* _DOCUMENTO_:
Con un approccio più rispettoso delle risorse che sospinge ad indagare tutti gli aspetti della produzione e del commercio di beni alimentari, a considerare i costi ecologici di un girovagare di prodotti freschi che fa perdere loro le qualità primarie, a chiedersi che bisogno ci sia di sostanze chimiche nei mangimi e di ormoni nelle carni.

Questa é la mia Expo, quella che vorrei vedere.
Quella che andrò a visitare non so com'è.
Il rischio é insito nella natura stessa della manifestazione, e si è palesato fin dalla fase preparatoria: che la spettacolarità dell'evento, i suoi risvolti economici e commerciali, che ci auguriamo importanti per l'Italia, facciano deperire il lievito madre e smarrire per strada le domande più profonde e cariche di futuro.
Il cibo é tante cose assieme, è vita, sacralità, ritualità, relazione, godimento e mille altre ancora.
Alimentarsi è un'attività densa di significati la cui percezione è filtrata dalla cultura.
È questo che ci si scambia fra le genti, dall'origine del mondo, cose, significati, cultura.
Vorrei che l'Expo, prima che una vetrina di prodotti, fosse un incontro di culture.

* _SFIDE PROPOSTE_:
[a] Ricopia parola per parola il passo del testo sull'Expo che va da "Questa é la" giù fino a "filtrata dalla cultura.".
[b] Riprendi il testo sull'Expo subito dopo la sua ultima frase e portalo avanti.

* _ELENCO RIPORTATO_:
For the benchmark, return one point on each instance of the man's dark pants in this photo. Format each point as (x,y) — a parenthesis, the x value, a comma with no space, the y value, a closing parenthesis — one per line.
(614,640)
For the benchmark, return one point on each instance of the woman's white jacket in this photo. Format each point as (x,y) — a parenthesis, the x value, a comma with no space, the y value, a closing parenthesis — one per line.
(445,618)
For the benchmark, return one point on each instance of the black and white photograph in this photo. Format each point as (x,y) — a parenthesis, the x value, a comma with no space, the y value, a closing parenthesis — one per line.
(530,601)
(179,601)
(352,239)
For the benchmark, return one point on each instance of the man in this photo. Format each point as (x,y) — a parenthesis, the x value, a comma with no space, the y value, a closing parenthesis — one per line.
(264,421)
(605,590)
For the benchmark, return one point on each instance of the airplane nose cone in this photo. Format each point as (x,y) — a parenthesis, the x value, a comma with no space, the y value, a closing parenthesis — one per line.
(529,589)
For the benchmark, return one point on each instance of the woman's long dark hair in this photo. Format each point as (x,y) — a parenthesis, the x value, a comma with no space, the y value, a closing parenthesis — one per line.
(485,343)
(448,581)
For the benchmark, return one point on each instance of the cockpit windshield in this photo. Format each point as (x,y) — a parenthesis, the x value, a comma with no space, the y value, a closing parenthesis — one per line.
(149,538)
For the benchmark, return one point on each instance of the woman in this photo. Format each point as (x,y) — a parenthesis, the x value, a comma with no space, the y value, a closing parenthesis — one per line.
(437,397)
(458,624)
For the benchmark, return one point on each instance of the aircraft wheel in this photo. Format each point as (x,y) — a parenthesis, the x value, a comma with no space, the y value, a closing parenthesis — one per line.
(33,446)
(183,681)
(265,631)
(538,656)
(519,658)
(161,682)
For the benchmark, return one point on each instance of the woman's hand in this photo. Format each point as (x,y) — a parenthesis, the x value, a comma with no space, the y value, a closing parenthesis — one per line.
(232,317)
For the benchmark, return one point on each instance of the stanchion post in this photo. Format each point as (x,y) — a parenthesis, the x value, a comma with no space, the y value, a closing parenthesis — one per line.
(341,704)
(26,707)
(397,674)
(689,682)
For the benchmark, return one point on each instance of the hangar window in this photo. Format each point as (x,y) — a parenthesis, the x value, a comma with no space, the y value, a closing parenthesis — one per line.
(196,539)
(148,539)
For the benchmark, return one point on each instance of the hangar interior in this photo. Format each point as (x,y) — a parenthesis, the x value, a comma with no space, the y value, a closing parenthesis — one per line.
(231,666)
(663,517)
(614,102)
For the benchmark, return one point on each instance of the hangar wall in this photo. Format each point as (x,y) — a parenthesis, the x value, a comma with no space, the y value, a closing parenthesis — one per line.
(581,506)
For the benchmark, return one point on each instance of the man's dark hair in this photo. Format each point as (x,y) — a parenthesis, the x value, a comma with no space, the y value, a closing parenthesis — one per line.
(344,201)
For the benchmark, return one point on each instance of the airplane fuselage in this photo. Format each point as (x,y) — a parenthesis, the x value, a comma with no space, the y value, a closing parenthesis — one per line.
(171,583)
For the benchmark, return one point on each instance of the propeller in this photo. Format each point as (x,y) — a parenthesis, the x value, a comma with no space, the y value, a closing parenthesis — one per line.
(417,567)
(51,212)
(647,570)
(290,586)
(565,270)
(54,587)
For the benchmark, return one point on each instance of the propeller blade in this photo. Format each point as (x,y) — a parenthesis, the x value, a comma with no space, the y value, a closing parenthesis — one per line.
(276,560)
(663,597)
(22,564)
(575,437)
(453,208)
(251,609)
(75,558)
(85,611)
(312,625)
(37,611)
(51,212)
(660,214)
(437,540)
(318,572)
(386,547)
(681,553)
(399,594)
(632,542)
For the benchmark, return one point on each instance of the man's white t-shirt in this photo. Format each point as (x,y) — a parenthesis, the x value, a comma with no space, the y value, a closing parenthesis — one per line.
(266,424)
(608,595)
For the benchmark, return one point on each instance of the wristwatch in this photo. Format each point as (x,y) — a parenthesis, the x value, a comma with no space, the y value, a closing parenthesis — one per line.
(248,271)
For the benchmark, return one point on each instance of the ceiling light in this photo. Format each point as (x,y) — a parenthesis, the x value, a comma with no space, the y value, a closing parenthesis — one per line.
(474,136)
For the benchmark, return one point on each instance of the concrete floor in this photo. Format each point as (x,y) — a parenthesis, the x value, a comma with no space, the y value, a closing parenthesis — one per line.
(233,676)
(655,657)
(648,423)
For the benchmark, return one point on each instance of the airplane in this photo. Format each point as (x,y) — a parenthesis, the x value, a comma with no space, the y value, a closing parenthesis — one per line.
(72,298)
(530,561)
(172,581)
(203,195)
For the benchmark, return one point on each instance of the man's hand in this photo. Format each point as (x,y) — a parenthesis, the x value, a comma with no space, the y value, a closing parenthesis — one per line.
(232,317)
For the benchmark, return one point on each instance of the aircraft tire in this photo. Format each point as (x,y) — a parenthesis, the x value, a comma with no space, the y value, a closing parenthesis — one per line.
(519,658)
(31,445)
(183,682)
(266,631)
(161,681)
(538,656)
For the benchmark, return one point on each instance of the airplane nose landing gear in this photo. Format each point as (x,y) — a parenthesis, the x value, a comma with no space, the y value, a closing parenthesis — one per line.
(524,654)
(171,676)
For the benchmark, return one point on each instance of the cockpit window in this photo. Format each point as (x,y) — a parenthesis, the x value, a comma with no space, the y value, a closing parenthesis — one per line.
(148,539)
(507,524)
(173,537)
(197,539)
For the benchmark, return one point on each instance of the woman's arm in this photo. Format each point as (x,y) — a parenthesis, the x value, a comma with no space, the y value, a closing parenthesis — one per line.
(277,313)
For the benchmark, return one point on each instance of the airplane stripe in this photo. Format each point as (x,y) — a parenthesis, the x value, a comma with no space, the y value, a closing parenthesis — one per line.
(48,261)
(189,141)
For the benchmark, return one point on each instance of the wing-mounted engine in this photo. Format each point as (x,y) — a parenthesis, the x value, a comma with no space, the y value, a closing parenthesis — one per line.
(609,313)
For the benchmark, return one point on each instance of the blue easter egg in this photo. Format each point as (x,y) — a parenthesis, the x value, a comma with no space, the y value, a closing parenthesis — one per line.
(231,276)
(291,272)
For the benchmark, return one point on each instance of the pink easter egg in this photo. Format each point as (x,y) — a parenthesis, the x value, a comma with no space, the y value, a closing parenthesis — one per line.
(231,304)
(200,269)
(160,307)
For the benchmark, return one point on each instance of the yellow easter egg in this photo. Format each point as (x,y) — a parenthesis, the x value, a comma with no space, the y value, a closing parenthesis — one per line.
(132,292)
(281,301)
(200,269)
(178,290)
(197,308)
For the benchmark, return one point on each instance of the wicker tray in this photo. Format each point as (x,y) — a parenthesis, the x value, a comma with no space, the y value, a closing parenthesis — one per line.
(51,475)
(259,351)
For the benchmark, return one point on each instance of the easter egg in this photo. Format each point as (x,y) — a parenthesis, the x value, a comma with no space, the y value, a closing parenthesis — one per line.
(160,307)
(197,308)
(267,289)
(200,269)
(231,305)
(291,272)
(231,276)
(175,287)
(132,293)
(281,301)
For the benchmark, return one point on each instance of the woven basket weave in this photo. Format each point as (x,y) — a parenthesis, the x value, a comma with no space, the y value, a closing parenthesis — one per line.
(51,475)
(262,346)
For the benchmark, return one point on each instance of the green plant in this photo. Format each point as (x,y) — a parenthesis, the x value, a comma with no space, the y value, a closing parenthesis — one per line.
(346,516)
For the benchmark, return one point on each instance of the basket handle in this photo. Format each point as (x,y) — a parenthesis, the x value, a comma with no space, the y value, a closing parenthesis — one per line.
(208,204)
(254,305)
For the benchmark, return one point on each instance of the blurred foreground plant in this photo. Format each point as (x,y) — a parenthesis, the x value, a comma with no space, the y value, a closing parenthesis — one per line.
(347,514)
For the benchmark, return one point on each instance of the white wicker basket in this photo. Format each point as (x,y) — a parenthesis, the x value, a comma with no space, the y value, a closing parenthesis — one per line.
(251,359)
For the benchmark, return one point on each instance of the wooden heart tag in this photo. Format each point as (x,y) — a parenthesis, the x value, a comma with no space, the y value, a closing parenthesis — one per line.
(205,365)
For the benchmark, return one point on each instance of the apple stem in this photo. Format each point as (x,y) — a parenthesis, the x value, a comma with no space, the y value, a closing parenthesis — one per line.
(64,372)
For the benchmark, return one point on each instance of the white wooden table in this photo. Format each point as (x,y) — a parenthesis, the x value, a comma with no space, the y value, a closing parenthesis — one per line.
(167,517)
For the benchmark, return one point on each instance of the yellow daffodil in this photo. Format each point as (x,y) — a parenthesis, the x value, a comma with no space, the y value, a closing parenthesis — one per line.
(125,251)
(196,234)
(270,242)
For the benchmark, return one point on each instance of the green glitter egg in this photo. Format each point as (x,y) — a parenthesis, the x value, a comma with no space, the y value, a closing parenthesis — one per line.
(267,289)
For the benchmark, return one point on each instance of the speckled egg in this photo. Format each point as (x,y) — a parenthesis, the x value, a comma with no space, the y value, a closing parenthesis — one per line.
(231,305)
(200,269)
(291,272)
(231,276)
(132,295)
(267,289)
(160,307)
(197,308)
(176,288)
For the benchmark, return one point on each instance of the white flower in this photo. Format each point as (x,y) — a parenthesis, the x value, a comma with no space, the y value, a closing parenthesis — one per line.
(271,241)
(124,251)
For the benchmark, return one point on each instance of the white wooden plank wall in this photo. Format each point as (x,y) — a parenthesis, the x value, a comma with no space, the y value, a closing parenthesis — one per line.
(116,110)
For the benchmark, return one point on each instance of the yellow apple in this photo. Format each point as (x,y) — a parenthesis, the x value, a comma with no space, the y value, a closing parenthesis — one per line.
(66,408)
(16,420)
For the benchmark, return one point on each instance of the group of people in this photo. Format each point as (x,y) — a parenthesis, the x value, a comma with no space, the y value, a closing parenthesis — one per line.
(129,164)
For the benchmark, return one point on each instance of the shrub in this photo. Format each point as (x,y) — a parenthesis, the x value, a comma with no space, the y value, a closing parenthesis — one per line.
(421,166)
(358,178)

* _RISULTATI PER COMPITO_:
[a]
Questa é la mia Expo, quella che vorrei vedere.
Quella che andrò a visitare non so com'è.
Il rischio é insito nella natura stessa della manifestazione, e si è palesato fin dalla fase preparatoria: che la spettacolarità dell'evento, i suoi risvolti economici e commerciali, che ci auguriamo importanti per l'Italia, facciano deperire il lievito madre e smarrire per strada le domande più profonde e cariche di futuro.
Il cibo é tante cose assieme, è vita, sacralità, ritualità, relazione, godimento e mille altre ancora.
Alimentarsi è un'attività densa di significati la cui percezione è filtrata dalla cultura.

[b]
Così da far vivere la più importante delle biodiversità, la cultura della differenza.
Con l'auspicio che tutti, arrivando da sentieri diversi, ci si possa liberamente ritrovare in un'ispirazione comune, in un'idea di benessere che smonta le formule convenzionali che definiscono la qualità di maniera della vita come delle produzioni per ritrovare le sue categorie costitutive più autentiche.
Per riservare attenzioni nuove o, se vogliamo, antiche nutrite da conoscenze nuove, al cibo, al suo valore, al territorio, alle sue risorse, al ciclo vegetale che alimenta gli esseri viventi, alla rizosfera, a ciò che accade sotto la terra e non solo sopra.
Buono e sicuro. Si può fare.
Adesso.
Perché il cibo sia anche giusto, temo ci vorrà un po' di tempo e di determinazione in più.